• _SET PROBLEM 1_:
Copy out the rows that come after the article on home loans below, keeping every line as it stands but leaving out the pictures.

Different Types of Home Loans

When purchasing or building a home, investors and individuals must carefully consider the range of available loan options. Mortgage products each have advantages and disadvantages—some loans have smaller fees and lower interest rates while requiring large down payments, whereas others have small upfront fees but will cost thousands more throughout its life. There are loans for expensive properties, executive homes, and Veteran-specific home loans. If you’re even casually thinking about purchasing property, it is essential to review your loan options. This will allow you to understand the real cost of your mortgage—both upfront and over time.

 

Department of Veterans Affairs (VA) Home Loans

VA loans are available to veterans who have little cash but a good credit score. There are no strict limits on credit eligibility or debt-to-income ratios for borrowers, and veterans will need to obtain a Certificate of Eligibility through their lenders or the VA Loan Eligibility Center. Most underwriting items are left to the discretion of the lender, meaning there may be some variability in these loans. This is an excellent financing option for veterans, but those considering this type of loan should continue to consider other options. If you have cash and great credit, you will likely be able to find a better rate with a conventional loan.

 

Federal Housing Administration (FHA) Loans

An FHA loan is a great choice for those new to the housing market who might have few funds and a lot of debt. An FHA loan is the most forgiving of credit problems and low credit scores. Borrowers can finance up to 96.5% of the cost of their home, and the fees lenders can collect are strictly limited. An FHA loan requires both a down payment and a monthly loan insurance premium payment. Borrowers will also need mortgage insurance, which will add to the overall costs of over the life of the loan. However, the upfront portion can be financed into the loan, lowering the initial borrowing cost.

 

Conventional Loans

These loans necessitate higher down payments, better credit, and a lower income-to-debt ratio than FHA loans. Borrowers with excellent credit may only have to pay 5% down, but historically, borrowers have needed to pay 20% down. Conventional loans aren’t insured, but homeowners with this type of financing will pay a monthly premium based on the loan amount and credit score. Mortgage insurance may be canceled after two years if the home value has increased to provide 20% equity. However, if you have bad credit and several monthly debt payments, this may not be the loan option for you.

 

United States Department of Agriculture (USDA) Loans

USDA loans provide the best deal of all available mortgage products. Unfortunately, not everybody lives in an area qualifying for a USDA loan. Rates are set by lenders, but they are low and do not always require a down payment. However, there are several qualifying characteristics borrowers must have. Their income cannot exceed 115% of the median income for the area, and the home must be in an area targeted for rural development—often very out-of-the-way places that may not have good infrastructure. Finally, the home must meet USDA’s exacting standards, which can be difficult. However, if you find that you qualify for this type of loan, it is undoubtedly the best choice for your money.

• _WORKING DATA_:

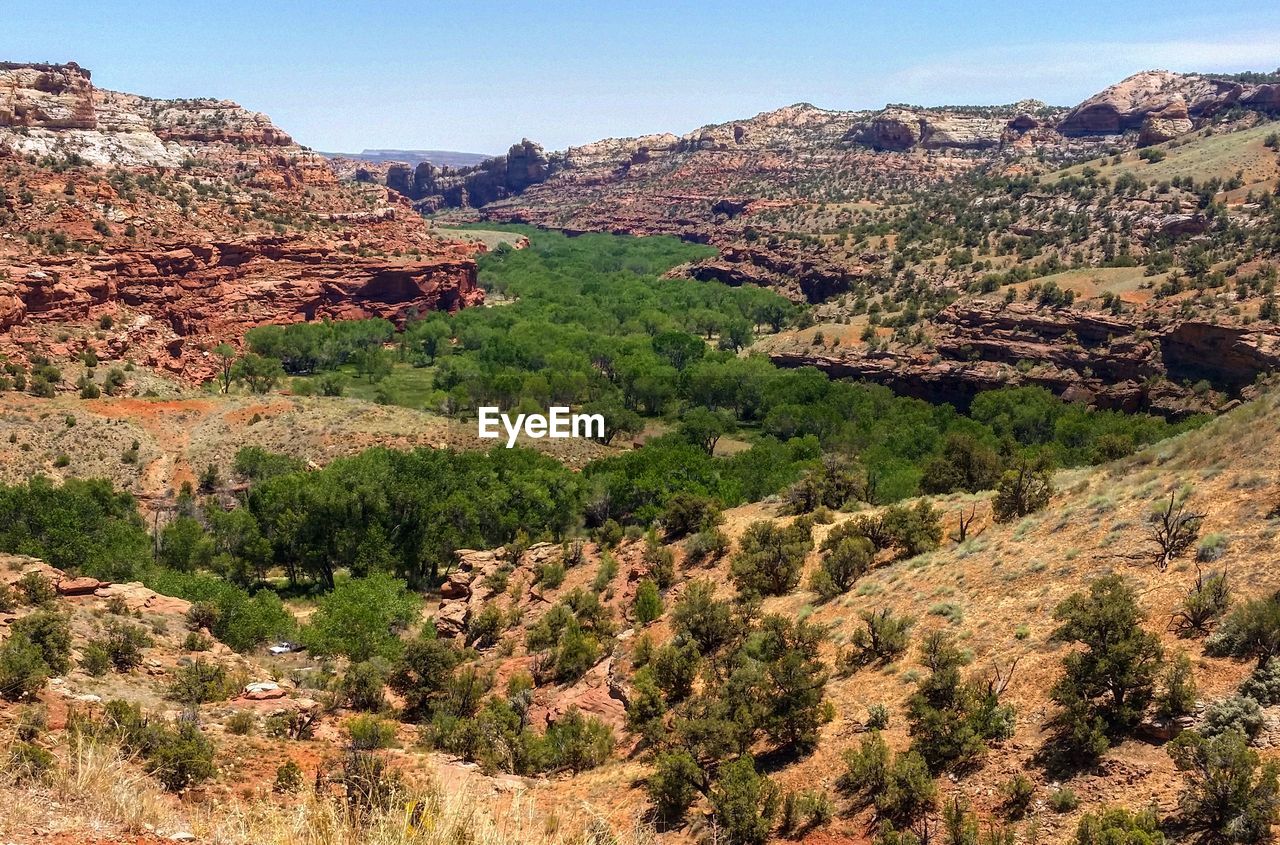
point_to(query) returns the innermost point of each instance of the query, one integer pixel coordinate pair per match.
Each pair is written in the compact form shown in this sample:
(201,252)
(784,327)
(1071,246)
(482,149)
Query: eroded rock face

• _SET PROBLEM 2_:
Carry on the article on home loans, starting after its last sentence.

• _TASK ANSWER 1_:
point_to(query) returns the innermost point of each instance of the query, one integer pixel coordinate pair per match.
Each pair is written in the compact form shown in this sample:
(201,252)
(784,327)
(1071,246)
(482,149)
Query: eroded rock face

• _TASK ANSWER 2_:
 

Jumbo Loans

Jumbo loans are what you might expect—jumbo. These loans are used to purchase mansions and estates, which often exceed the borrowable amount through Fannie Mae or Freddie Mac. However, qualifying for this type of loan can be very difficult. A borrower’s credit score must be 700 or better, and the down payments are between 20% and 30%, which is meant to prove the borrower’s high income. There is no insurance for this type of mortgage, so lenders are often hesitant about providing this type of funding.

Mortgage choices should consider more than down payment and interest. Before making any decisions, utilize a mortgage calculator to determine if any of these choices is sustainable. Additionally, borrowers should understand that mortgage rates have been raising steadily for the past several months. Rates are rending in the high 4% range, and any rate under 6% is considered good, historically. However, both governmental and consumer behavior is only going to drive mortgage rates up. If you’re strongly considering purchasing a home soon, do it now—your rates will be lower, and your loan will accrue less interest over its lifetime, potentially saving you thousands of dollars.

 

 

How to Save Money on a New Home Mortgage

There are countless tips and strategies on how to reduce your monthly mortgage payments, but comparatively few on how to save money on a new mortgage when buying a home. Too many home buyers don’t even know about some of these options, much less give them serious consideration when finalizing the details of the mortgage with their home lender.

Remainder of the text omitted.